→ **PASSAGE PROVIDED**:

Last summer, Sussex Integrated Care Board launched an investigation into the WellBN GP practice in Brighton for prescribing medication for gender dysphoria to under eighteens. WellBN has halted all new prescriptions, those receiving treatment now face their medication being taken away, and clinicians are now “reviewing” every child’s medical records. The leaked scope of the inquiry reveals the scale of the invasion of privacy, and Sussex ICB specifically noted that there was “no need” for the children in question to meet with those reviewing their medical records.
From my own case, I know that my medical records were often written by apathetic, disinterested or overtly hostile doctors who portrayed me as a one-dimensional, permanently unstable child. But in the absence of avenues to challenge their words, their definition of who I am has been allowed to go unchallenged. Sussex ICB openly shutting down the possibility for a child to give their own perspective on how this treatment has affected them loudly says that trans children are, to them, nothing more than what is written about them.
Aside from the physical implications of suddenly halting medical treatment, the mental health of these children is under severe threat. Sussex ICB’s Impact Assessment on this investigation concluded that affected children could experience “increased risk of suicidal ideation and/or mental health problems including disengagement from schools.” There are few named mitigations for this explicit admission of guilt; that what they are doing will directly contribute to mental instability, and potential suicide.
Transgender children are prioritised as subjects of data extraction instead of as young people requiring medical treatment and multi-disciplinary care, because they are seen as collateral damage. What is written about them in their medical records is more important than safeguarding them from mental decline.
I had a panic attack when I first read about this case, because I realised that the same violation which derailed my life will now happen to hundreds more transgender children. And it will continue to happen, as the PATHWAYS clinical trial for puberty blockers further normalises it.
PATHWAYS will make access to puberty blockers contingent on research participation and embed coercive dynamics where children may feel obligated to join the trial if they want to receive timely treatment — they must become datapoints within a research project that will repeatedly subject them to questionnaires, tests, physical exams, X-rays and MRIs. It reinforces the idea that their bodies and lives are subject to scientific scrutiny rather than respected as individuals, as real children, with rights to confidentiality, dignity and bodily autonomy for their own healthcare. The question of whether consent can be truly free and informed, especially for children experiencing acute gender dysphoria for whom access to puberty blockers is a lifeline, is questionable at best. Will these children be able to have open, frank and honest conversations with their doctors? Or, like with my flippant comment about being “all over the place” being taken out of context, will they be refused the privilege of a complex inner life for fear of having their life-saving care revoked?
In Histories of the Transgender Child, Jules Gill-Peterson defines the child as a dehumanised social form, constantly surveilled and reduced to mannequins for medical research: “trans children have been forced to pay one of the heaviest prices for the sex and gender binary, silenced as the raw material of its medical foundation.” This trial is a continuation of how transgender children have always been treated. Whether the data is anonymised is not the point. It is the normalisation of annexing life-saving medical care within the context of mining vulnerable children’s data at the expense of their wellbeing.
It is possible for transgender children to become transgender adults. I am one of them. I am not just Patient B, and I am refusing to let that define me. But in the current climate, this is a battle that will take a lifetime.

→ **WORK INSTRUCTIONS**:
• A. In the essay, rewrite the section from "Transgender children are" to "further normalises it." and swap "collateral damage" for "acceptable losses".
• B. According to the essay, what are all the things the PATHWAYS trial will repeatedly subject children to?
• C. Answer these questions about the essay:
(i) Which GP practice did Sussex Integrated Care Board investigate, and in which city?
(ii) From which book does the essay quote Jules Gill-Peterson?
(iii) What label does the writer refuse to be defined by?

→ **MATERIAL PROVIDED**:

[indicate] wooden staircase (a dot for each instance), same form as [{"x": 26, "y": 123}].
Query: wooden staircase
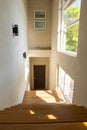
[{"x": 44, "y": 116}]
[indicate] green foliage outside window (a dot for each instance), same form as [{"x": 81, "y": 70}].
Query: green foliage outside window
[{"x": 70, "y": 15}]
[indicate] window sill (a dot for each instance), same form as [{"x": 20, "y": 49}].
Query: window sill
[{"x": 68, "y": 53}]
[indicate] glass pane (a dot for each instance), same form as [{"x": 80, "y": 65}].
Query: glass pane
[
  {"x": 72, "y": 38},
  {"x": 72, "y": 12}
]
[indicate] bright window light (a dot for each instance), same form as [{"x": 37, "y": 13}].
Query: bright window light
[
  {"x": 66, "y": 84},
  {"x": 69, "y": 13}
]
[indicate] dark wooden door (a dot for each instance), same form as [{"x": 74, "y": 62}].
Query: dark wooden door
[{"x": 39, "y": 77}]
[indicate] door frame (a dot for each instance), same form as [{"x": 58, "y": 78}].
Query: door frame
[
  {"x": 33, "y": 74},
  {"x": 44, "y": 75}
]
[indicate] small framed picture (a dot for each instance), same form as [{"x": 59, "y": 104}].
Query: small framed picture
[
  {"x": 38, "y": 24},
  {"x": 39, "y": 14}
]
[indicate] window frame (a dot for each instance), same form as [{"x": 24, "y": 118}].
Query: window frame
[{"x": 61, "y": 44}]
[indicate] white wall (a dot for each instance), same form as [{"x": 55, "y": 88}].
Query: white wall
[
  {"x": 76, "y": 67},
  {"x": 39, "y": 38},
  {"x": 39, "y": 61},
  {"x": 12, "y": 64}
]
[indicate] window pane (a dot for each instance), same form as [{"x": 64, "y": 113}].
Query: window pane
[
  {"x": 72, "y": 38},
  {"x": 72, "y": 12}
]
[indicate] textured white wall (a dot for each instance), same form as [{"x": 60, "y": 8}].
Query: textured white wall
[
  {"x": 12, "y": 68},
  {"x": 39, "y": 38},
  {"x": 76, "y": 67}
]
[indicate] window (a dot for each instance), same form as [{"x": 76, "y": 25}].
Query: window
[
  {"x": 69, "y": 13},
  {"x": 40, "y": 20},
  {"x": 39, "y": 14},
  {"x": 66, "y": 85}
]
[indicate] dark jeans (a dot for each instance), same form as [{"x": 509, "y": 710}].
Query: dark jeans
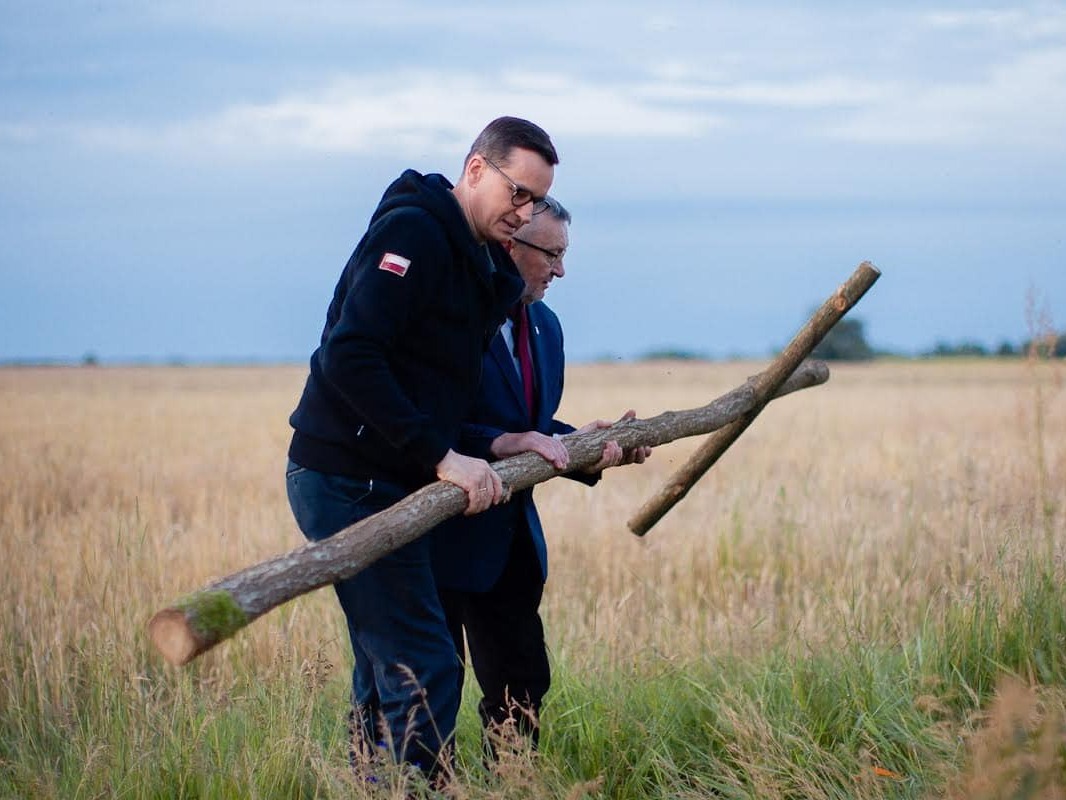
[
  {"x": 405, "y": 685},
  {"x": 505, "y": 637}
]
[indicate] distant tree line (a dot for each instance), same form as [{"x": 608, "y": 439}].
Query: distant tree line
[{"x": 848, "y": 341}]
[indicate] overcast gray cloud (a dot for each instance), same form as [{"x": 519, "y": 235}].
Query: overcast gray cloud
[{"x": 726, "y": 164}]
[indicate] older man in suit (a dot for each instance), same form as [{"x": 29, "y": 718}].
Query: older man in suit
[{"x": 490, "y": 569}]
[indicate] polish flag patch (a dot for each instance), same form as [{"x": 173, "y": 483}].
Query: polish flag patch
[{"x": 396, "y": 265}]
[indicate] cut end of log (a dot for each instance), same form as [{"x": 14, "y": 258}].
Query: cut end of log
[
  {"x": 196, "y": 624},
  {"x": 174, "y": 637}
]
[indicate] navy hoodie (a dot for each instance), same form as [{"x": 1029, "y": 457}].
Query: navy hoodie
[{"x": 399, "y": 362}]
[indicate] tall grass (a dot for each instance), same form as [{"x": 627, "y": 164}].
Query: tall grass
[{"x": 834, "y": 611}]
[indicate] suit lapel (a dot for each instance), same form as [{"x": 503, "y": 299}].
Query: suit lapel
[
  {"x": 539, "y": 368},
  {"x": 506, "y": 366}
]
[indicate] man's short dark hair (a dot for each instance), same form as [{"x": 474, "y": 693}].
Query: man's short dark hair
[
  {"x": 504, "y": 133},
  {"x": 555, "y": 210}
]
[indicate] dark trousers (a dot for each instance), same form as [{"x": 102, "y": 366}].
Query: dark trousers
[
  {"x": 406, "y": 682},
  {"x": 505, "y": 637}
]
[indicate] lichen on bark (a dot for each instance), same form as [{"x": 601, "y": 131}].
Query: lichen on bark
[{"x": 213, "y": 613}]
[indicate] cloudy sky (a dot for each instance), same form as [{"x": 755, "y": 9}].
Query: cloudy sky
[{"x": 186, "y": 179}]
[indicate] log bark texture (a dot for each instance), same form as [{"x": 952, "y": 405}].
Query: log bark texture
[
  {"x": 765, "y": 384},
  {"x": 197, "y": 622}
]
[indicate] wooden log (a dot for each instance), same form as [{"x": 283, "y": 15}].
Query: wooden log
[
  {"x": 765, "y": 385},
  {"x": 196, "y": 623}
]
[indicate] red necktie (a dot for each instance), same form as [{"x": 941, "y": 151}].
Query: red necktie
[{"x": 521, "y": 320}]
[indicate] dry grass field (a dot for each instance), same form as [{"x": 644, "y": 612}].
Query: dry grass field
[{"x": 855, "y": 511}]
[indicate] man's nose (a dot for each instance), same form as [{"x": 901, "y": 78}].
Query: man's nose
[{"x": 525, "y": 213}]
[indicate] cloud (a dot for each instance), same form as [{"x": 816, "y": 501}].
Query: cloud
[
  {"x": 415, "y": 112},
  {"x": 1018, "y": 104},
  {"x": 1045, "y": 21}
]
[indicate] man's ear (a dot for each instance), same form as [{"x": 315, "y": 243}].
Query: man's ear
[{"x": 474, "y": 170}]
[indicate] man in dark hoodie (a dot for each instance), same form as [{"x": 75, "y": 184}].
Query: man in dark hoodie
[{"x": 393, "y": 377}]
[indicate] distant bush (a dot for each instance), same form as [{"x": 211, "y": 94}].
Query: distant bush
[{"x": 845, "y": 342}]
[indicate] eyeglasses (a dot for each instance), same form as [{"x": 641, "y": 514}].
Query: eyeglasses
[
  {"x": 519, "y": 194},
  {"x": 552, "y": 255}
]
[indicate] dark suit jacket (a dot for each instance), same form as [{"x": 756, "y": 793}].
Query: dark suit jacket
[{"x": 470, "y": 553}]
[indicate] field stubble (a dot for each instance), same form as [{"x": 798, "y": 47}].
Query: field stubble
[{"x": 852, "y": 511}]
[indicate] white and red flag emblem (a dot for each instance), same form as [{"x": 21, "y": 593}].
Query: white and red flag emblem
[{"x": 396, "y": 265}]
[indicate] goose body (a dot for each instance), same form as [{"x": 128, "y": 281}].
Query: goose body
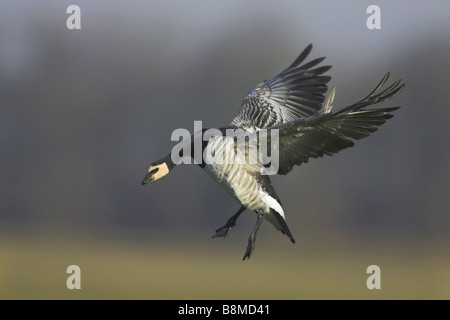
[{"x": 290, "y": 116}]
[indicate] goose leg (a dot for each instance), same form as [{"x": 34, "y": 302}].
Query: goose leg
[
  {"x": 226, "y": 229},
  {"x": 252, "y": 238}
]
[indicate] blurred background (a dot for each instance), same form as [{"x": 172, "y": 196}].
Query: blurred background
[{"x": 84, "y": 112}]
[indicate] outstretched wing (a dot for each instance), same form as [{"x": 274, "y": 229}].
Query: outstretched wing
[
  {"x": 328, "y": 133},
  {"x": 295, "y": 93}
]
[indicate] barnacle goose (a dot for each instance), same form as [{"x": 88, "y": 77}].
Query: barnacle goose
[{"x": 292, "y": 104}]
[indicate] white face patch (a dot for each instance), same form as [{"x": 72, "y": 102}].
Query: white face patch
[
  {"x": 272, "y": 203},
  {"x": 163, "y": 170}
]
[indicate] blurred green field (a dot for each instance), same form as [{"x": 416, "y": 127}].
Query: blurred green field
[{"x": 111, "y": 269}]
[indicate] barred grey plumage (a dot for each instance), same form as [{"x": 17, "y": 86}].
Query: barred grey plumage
==
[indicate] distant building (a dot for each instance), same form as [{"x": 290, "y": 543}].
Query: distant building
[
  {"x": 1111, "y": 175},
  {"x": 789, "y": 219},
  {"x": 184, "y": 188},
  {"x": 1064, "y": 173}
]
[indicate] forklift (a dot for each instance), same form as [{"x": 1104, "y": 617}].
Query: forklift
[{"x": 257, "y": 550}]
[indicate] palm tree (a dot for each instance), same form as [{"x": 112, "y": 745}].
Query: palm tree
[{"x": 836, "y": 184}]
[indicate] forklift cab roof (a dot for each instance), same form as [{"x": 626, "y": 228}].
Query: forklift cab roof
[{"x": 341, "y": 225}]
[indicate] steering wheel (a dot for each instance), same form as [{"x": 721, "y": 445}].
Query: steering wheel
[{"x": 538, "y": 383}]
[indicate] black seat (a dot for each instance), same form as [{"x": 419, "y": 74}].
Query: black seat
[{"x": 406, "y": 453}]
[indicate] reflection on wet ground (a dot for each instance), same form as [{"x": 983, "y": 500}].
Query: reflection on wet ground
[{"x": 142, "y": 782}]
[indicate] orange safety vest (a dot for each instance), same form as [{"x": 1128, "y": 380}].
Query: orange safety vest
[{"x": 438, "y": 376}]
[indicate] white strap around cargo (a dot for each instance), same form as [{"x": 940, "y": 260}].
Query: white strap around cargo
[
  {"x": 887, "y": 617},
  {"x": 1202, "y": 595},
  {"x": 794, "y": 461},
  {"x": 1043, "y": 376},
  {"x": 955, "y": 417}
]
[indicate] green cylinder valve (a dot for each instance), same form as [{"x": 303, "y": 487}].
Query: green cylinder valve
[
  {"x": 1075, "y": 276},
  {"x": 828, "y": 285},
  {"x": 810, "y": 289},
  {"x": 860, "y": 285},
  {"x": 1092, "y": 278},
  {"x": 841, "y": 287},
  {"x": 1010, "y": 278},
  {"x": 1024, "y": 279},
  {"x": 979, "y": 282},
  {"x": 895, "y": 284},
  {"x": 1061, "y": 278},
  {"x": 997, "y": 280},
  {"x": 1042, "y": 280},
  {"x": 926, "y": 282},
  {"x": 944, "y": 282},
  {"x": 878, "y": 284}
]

→ **YOUR WRITTEN ANSWERS**:
• A.
Transgender children are prioritised as subjects of data extraction instead of as young people requiring medical treatment and multi-disciplinary care, because they are seen as acceptable losses. What is written about them in their medical records is more important than safeguarding them from mental decline.
I had a panic attack when I first read about this case, because I realised that the same violation which derailed my life will now happen to hundreds more transgender children. And it will continue to happen, as the PATHWAYS clinical trial for puberty blockers further normalises it.

• B.
- Questionnaires
- Tests
- Physical exams
- X-rays
- MRIs

• C.
(i) WellBN, in Brighton
(ii) Histories of the Transgender Child
(iii) Patient B